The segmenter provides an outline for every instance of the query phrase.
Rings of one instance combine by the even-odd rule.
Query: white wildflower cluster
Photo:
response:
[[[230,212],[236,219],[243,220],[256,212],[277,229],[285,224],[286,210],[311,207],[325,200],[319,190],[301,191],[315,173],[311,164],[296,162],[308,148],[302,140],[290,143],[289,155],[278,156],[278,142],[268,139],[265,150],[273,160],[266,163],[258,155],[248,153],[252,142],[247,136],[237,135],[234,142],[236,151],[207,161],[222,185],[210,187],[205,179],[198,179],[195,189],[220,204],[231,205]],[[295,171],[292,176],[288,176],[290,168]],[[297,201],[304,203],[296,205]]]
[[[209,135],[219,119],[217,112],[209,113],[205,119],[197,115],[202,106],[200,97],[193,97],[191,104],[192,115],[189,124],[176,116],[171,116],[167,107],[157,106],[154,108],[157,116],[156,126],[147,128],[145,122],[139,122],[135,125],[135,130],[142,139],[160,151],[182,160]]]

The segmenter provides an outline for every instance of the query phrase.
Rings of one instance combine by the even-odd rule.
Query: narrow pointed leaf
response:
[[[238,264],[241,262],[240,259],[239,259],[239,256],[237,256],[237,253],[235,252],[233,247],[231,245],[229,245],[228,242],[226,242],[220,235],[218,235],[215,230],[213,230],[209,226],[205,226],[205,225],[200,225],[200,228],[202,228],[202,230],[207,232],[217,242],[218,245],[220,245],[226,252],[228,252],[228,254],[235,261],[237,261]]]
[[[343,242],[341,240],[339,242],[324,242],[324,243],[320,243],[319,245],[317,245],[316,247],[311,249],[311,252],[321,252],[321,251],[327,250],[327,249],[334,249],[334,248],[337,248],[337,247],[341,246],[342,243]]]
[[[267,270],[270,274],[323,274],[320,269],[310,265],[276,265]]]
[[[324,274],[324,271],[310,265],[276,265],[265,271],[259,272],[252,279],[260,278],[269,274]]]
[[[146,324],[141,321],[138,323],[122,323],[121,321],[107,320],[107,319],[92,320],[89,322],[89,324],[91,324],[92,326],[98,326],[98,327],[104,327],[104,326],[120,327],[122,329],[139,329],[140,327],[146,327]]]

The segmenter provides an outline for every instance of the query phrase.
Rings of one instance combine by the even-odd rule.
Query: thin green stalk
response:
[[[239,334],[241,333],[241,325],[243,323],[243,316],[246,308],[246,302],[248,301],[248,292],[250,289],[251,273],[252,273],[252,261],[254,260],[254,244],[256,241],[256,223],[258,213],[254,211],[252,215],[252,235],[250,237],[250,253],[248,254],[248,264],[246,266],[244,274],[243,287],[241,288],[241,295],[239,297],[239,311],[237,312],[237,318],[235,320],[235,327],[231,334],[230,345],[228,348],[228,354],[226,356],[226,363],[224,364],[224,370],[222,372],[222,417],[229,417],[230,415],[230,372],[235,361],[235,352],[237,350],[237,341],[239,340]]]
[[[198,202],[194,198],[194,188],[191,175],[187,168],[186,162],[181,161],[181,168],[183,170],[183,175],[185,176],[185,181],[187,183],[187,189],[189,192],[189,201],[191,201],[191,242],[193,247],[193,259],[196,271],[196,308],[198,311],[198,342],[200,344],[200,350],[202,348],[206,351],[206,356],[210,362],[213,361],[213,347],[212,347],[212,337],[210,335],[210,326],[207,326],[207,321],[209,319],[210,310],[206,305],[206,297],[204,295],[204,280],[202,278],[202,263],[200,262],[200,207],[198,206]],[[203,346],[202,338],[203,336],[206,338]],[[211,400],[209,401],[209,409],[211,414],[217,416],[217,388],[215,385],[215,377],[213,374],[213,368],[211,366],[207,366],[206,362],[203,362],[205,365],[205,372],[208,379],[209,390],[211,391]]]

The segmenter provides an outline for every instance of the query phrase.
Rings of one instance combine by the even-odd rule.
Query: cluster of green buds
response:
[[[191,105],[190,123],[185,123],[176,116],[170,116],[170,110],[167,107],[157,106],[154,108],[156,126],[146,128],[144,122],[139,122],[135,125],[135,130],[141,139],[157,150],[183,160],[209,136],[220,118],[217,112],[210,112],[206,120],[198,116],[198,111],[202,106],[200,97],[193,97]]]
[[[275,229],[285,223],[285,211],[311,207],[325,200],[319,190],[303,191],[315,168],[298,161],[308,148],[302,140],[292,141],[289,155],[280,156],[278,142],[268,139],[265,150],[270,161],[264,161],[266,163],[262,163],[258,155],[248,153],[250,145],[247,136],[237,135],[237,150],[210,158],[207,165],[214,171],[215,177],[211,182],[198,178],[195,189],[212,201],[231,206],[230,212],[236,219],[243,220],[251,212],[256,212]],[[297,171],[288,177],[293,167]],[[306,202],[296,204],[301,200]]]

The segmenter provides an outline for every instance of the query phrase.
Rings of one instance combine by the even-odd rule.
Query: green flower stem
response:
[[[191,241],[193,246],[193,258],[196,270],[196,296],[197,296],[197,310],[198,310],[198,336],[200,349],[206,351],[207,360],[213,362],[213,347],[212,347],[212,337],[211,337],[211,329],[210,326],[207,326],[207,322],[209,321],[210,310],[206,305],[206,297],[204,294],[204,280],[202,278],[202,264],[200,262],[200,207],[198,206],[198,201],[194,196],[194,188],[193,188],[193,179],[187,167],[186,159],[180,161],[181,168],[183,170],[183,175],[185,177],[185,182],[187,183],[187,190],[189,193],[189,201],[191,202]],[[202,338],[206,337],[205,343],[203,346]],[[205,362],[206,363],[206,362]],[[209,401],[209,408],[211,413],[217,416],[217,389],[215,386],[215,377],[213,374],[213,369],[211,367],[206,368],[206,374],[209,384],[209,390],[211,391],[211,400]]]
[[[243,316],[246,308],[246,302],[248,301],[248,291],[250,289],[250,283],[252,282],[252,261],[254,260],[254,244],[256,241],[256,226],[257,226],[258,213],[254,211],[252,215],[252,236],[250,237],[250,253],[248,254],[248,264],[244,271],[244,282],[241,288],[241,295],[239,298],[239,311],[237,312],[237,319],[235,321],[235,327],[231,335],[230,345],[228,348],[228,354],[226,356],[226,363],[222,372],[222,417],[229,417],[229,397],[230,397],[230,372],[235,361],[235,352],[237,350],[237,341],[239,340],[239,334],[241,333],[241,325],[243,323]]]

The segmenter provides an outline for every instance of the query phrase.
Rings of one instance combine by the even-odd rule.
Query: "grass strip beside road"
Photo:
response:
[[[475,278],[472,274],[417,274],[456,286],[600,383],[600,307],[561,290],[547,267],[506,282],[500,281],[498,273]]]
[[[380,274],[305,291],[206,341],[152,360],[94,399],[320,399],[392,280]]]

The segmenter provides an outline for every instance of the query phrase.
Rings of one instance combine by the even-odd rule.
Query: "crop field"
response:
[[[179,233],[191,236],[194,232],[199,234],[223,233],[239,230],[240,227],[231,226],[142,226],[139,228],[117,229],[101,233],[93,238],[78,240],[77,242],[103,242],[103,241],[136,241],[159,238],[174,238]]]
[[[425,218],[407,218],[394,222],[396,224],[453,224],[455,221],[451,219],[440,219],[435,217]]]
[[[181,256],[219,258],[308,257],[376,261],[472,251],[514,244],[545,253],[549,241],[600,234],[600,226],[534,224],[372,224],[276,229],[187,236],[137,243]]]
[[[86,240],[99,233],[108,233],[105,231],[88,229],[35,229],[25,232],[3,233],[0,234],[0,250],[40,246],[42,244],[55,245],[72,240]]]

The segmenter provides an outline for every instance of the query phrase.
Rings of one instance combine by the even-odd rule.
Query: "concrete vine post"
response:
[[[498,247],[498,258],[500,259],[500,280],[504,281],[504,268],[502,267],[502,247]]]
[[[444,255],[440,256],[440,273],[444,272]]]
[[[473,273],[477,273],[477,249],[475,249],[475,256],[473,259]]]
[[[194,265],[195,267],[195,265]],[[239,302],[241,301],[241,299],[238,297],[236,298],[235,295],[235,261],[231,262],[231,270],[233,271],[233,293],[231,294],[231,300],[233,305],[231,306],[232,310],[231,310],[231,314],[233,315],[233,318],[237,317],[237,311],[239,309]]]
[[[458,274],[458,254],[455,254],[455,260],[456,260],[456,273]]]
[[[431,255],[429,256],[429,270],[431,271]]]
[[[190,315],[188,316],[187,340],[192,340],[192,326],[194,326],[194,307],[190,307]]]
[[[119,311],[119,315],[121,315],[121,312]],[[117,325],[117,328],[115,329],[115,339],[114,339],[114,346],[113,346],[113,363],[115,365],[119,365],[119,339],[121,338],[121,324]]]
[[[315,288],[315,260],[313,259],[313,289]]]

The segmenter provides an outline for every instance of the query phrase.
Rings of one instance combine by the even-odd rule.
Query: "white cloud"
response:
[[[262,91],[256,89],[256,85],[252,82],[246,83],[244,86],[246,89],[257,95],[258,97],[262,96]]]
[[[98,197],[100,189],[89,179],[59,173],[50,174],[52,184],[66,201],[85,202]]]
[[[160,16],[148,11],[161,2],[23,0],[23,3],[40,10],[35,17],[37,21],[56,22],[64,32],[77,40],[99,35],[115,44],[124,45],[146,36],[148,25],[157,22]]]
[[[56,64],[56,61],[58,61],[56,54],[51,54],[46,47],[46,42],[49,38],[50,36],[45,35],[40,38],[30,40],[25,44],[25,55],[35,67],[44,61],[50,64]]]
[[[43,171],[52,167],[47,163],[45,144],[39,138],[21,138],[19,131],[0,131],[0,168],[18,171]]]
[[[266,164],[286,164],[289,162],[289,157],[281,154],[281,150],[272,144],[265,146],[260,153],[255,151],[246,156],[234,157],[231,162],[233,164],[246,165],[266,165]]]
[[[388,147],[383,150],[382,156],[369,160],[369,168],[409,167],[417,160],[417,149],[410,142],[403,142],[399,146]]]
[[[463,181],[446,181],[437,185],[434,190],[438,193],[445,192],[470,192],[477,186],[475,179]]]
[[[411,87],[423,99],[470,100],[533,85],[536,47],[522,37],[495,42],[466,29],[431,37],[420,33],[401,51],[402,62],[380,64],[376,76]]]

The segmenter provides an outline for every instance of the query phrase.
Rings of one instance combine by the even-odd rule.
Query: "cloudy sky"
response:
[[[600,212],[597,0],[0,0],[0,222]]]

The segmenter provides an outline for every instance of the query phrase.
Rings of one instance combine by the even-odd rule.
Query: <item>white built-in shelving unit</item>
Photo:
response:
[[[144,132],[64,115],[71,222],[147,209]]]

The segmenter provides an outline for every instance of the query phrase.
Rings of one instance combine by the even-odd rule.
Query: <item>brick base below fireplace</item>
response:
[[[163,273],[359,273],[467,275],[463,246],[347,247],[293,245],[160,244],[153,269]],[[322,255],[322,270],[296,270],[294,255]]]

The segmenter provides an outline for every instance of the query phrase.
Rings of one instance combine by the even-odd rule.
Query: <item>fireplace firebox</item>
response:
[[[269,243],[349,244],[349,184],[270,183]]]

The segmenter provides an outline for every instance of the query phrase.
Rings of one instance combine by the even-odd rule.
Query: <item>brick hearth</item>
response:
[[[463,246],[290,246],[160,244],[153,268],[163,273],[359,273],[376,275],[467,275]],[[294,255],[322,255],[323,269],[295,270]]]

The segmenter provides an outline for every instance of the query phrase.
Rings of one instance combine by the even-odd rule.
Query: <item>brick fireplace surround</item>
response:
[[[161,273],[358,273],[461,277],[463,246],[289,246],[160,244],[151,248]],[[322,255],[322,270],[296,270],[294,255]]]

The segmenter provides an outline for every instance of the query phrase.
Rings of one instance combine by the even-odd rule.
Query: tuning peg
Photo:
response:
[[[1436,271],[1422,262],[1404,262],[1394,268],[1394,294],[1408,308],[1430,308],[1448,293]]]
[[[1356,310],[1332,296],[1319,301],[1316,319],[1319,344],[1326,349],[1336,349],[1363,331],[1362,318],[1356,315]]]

** PROBLEM **
Find how many lines of the entries include the word "brick". The number is the entire reply.

** REPLY TO THE TASK **
3